▶ [Task inputs]:
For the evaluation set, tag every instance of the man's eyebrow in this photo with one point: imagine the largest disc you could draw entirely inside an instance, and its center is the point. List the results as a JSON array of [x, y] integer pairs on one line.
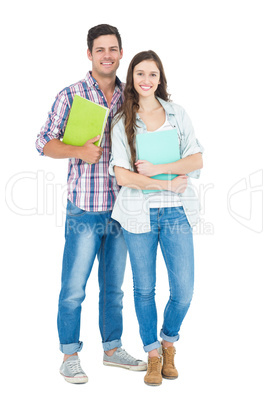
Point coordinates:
[[111, 47], [142, 71]]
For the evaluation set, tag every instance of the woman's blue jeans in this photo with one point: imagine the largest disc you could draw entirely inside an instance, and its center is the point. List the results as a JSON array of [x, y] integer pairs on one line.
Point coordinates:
[[91, 234], [169, 228]]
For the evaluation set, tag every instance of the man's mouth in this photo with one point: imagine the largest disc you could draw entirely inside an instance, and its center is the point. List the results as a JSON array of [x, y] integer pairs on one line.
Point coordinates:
[[145, 88]]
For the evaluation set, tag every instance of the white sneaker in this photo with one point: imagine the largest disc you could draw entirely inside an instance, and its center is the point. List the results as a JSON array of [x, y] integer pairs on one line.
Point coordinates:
[[72, 371], [121, 358]]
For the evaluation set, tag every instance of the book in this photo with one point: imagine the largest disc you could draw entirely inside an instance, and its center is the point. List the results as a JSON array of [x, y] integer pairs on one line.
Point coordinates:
[[86, 120], [159, 147]]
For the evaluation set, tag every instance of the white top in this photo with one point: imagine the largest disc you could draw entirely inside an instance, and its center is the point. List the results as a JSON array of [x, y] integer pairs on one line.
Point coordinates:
[[163, 199]]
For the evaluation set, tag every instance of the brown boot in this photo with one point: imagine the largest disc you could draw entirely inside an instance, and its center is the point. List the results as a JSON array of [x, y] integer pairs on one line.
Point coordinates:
[[169, 370], [153, 375]]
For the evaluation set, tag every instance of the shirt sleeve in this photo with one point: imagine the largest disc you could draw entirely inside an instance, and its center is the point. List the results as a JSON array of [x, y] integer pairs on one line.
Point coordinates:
[[189, 143], [56, 122], [120, 152]]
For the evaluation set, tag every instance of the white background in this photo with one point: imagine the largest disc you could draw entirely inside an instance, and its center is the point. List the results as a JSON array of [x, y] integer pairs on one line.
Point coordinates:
[[215, 57]]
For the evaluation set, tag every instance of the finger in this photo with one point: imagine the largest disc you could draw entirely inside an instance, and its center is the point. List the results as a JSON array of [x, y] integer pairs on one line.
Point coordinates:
[[94, 139]]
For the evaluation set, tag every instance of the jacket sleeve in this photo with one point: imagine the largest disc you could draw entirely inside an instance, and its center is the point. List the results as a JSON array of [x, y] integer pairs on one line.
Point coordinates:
[[189, 143]]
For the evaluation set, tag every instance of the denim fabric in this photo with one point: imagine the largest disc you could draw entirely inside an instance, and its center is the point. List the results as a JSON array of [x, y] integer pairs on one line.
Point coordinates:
[[170, 228], [89, 234], [132, 207]]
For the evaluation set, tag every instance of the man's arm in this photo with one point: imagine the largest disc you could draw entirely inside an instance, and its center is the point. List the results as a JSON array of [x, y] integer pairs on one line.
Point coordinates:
[[89, 152]]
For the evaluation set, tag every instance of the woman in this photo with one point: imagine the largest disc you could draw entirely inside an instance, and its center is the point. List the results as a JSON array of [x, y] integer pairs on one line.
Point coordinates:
[[165, 217]]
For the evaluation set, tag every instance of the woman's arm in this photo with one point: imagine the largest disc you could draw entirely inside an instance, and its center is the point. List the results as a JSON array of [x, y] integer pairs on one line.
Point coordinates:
[[182, 166], [126, 178]]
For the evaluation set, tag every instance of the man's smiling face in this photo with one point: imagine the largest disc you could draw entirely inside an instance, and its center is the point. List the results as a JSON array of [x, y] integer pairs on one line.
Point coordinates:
[[105, 56]]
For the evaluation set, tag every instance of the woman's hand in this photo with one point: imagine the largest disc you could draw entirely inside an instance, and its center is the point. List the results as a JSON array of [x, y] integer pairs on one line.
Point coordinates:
[[179, 184], [147, 168]]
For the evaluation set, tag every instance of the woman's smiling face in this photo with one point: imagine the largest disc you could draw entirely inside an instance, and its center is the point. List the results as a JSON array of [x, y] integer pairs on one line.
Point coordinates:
[[146, 78]]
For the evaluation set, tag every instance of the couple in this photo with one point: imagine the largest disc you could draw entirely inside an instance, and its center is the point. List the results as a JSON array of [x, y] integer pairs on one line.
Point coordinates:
[[96, 200]]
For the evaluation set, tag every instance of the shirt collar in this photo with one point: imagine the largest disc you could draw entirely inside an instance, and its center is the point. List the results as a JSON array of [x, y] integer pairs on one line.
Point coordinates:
[[93, 83], [166, 105]]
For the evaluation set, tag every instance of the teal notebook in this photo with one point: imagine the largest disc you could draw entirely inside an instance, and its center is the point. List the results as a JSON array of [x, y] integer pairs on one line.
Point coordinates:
[[86, 120], [159, 147]]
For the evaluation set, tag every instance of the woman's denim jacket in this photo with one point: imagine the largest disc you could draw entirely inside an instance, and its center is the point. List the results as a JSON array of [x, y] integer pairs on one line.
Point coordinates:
[[132, 208]]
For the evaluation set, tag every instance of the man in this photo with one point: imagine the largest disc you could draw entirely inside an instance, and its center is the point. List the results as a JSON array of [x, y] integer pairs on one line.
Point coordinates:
[[89, 229]]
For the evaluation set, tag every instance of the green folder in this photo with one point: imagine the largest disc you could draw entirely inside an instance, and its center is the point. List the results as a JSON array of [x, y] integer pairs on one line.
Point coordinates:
[[86, 120], [159, 147]]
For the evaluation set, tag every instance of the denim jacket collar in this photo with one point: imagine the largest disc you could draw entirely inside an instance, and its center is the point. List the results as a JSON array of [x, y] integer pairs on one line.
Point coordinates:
[[166, 105]]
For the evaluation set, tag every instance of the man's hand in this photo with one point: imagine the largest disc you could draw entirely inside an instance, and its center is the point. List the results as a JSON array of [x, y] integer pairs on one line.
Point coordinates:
[[179, 184], [91, 153]]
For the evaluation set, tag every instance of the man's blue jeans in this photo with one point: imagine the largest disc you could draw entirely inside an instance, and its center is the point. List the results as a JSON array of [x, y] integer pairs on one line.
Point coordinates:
[[169, 228], [89, 234]]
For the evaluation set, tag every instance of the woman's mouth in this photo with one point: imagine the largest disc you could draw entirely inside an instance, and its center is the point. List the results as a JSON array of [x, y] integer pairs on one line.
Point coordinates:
[[145, 88]]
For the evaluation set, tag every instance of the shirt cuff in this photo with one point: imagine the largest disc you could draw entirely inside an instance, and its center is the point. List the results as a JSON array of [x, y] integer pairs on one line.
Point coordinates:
[[120, 163]]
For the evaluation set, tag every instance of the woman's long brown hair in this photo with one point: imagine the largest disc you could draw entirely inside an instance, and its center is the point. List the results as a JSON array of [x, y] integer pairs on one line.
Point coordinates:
[[131, 99]]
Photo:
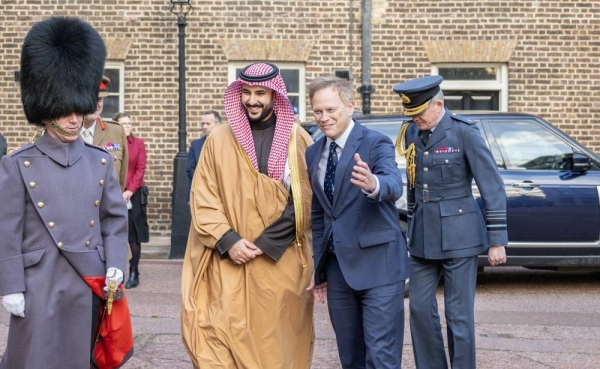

▶ [Goal]: Quote all of the material above word for word, leaving out the pictures.

▶ [Response to this exercise]:
For the evaluation set, tag every instance of the man's eyebrow in this photo with one point: imagine the largest disc you could draw entirely inside an instance, and its center is the point. List the results as a JSON array of [x, y] integer pairs on one line.
Point coordinates:
[[111, 47], [142, 71]]
For the evaluation set, tag every instance of the woman's blue jeans in this photo with one point: imagine the largest disc you could draw entirely inside an instance, and its center is the point. List the results as a JSON array of [x, y] integer pairs on one line.
Point coordinates:
[[91, 234], [169, 228]]
For the evaluation set, tag every instance of the man's mouth in this photo with one point: imagine the largest disc you could draw entirely inside an instance, and its center is the point. List the results as a JSON array of [x, y] integer pairs on one line.
Point coordinates:
[[145, 88]]
For the evaluation set, tag every instance of the white sneaker in this photo with one point: imagine the largest disc you could draw entirely inside an instance, and its center is the point. List the results as a JSON array of [x, y] integer pairs on one line.
Point coordinates:
[[72, 371], [121, 358]]
For the evaluation set, tag every instance of the book in this photo with one point: imagine the largest disc you could draw entirely inside an instance, and its center is the point. List the results as a JSON array of [x, y] integer pairs on one line.
Point coordinates:
[[86, 120], [159, 147]]
For the evaluation set, tag every instance of the white top in this photo with one point: imagine the largest disc you could draw entirely inside an instance, and its center is the point. List the results as a JSON array of [x, y] integer pairs on one line.
Point coordinates:
[[163, 199]]
For the evaluation set, tag every instance of the brown boot in this photo with one point: imagine the largest disc you could draw entirely inside an instance, and its center is the point. List the results as a JSON array of [x, y] integer pairs on one line.
Point coordinates:
[[169, 370], [153, 375]]
For the evaluation set, tag every instance of the shirt sleeve in this photo with one point: imagine the largest disc you could draw entirely inside an instance, and its center is the point. List the results as a JSON array of [x, y] integer pairs on one line.
Point coordinates:
[[189, 143], [56, 122], [120, 152]]
For the evaluation set, tag every instance of the white background in this photo with one point: imagine the largest disc you could draw entirely inside an instance, and its center is the point. List the results as a JSON array of [x, y] integer pairs on one line.
Point coordinates:
[[215, 57]]
For the evaluation set, tag every instance of the finger in this photo with one point: imagine the largest disc you could draw entirely inside an instance, and its center is the point. List the results as a JSON array of [x, y] integer pairs on one line.
Point coordinates:
[[94, 139]]
For the evaluation set, tag every instance of the jacket sleeve in this photo with one point: imagine the largest disc you could draw entirely inside an instance, and its center is the point. List the results as a JSON array of [x, y] integer pairs on one line.
Point coordinates:
[[189, 143]]
For the evaluation set, tag every instance of the denim fabric in this photo with one point: imagine the largest disc you could draw entirely inside an instance, and its center is the point. List the results as a JSON array of [x, y] integer pairs on one line.
Point coordinates:
[[170, 228], [89, 234], [132, 207]]
For the evaluation set, tag every instance of the man's arm in this photo with one point: imagine the largest disc you could draw entirely inside an instance, and its center is the point. List the results as a JSON array of [x, y] integer pairs on one line.
Point coordinates:
[[89, 152]]
For the evaluation set, tag every instance of the woman in this photo with one point: imagine the largest disc you could draw entirely inside an instance, and its center is the point. List the results as a JSON array of [x, y] integer pairs on one line.
Point coordinates:
[[165, 217]]
For the evaluation set, tag every instance of the woman's arm in this photo with one point: imagine the largest disc you could draw entirely inside an instance, and its center is the point. List the results as a JSON array of [x, y] integer pairs on one line.
Point coordinates:
[[182, 166], [126, 178]]
For the evaluation set, tag every instance of the man's smiling face in this photo with one point: imagine the largest disc you could draw entirely inside an instance, and its center is the point. List the results as a JSON array of [x, y] integer pairs on one line.
Point coordinates:
[[105, 56]]
For the evaluation set, tag every instance of the woman's hand in this photo with one point: imagine the largest disc you could draw entirely inside an instance, and its center is the point. List the results as a JSON array of [x, y] integer pairs on one line.
Point coordinates:
[[179, 184], [147, 168]]
For the evaluation set, tag every instance of the woman's smiling face in this photo with one point: imagine the largest disc you could draw entirely inside an instance, and its center is the point. List the results as a JSON array of [x, y] integer pairs on one line.
Point coordinates:
[[146, 78]]
For the evaluation set, tag every instance of the couple in this photo with one point: imagine the largest disc you could draw entirely inside an instance, and its center is the point. List the results as a JSON array of [x, y] integer pairs on one line.
Point coordinates:
[[96, 200]]
For the evaluation set, tag every instance of the shirt collar in this photo with one point: imagine the largest disc you could draw entirely inside an instance, and its center is the point. List the results as a JSON array of [x, y] integer pairs on one line.
Point coordinates:
[[93, 83], [166, 105]]
For the evaluation set, tag every instance of the teal notebook in this photo with one point: imagine the largest disc you could draw entirely inside an instance, and its center is the point. List the results as a JSON array of [x, y] integer pairs on one line.
Point coordinates:
[[86, 120], [159, 147]]
For the evaluation set, tag every instance of the woman's denim jacket in this photo with one point: imagine the largest disc you could draw entirely inside an instance, and its center is the point. List the results as a JSON array of [x, y] integer pairs on one line.
Point coordinates:
[[132, 208]]
For the evaluation set, tag every instance of the man in this photo with one point: imagine the largest disc you could draw entirely inside an instance, and its center is the point. List the results as a JSON array of [x, y] integer pairs on one line.
Point coordinates:
[[89, 229]]
For the evaluation set, tag every instance of the green folder in this photo with one point: imagine the largest disc you could draw entirely inside an instance, and its center is the point. List the results as a JSON array of [x, y] integer pairs on one line.
Point coordinates:
[[86, 120], [159, 147]]
For the evaluation set, tag every instance of the denim jacket collar in this photo with one point: imagine the largest disc you could draw entirely inside an instance, and its center is the point. List the results as a JSON array of [x, y] integer pairs on one line.
Point coordinates:
[[166, 105]]
For the evaluation set, tag every instance of the man's hand in this photo with one point: imagine the largest disc you could draw entirely inside an instance, and its center is the point. List the results as a JSON array of [x, y] integer pairs on one line.
Point coordinates:
[[179, 184], [91, 153]]
For the evaluation set, tag every instance of the man's blue jeans in this photo with one point: imagine the largest disc you could draw entirely inside an instance, and its center is the point. List the results as a JSON array of [x, y] integer pairs on one line.
Point coordinates:
[[169, 228], [89, 234]]
For the evaluation set, tag every instance of the woman's mouth in this photo with one point: imagine the largest disc you could draw entirely inside an instance, and its center is the point. List the results as a JSON array of [x, y] integer pairs on one line.
Point coordinates:
[[145, 88]]
For the evaluation set, tag every instance of the shirt cuff in this photo with one point: imagine the largest disc you could draw entirely inside an instance, and its center is the point. List the results as a JSON array of [x, y] integer pairs on one line.
Point coordinates:
[[120, 163]]
For the evaluation set, tag every instance of the woman's long brown hair in this photo with one point: imagine the largest disc you could draw entirely inside an instance, and its center is the point. List the results as a JSON array of [x, y] integer pairs on one line.
Point coordinates:
[[131, 99]]
Photo:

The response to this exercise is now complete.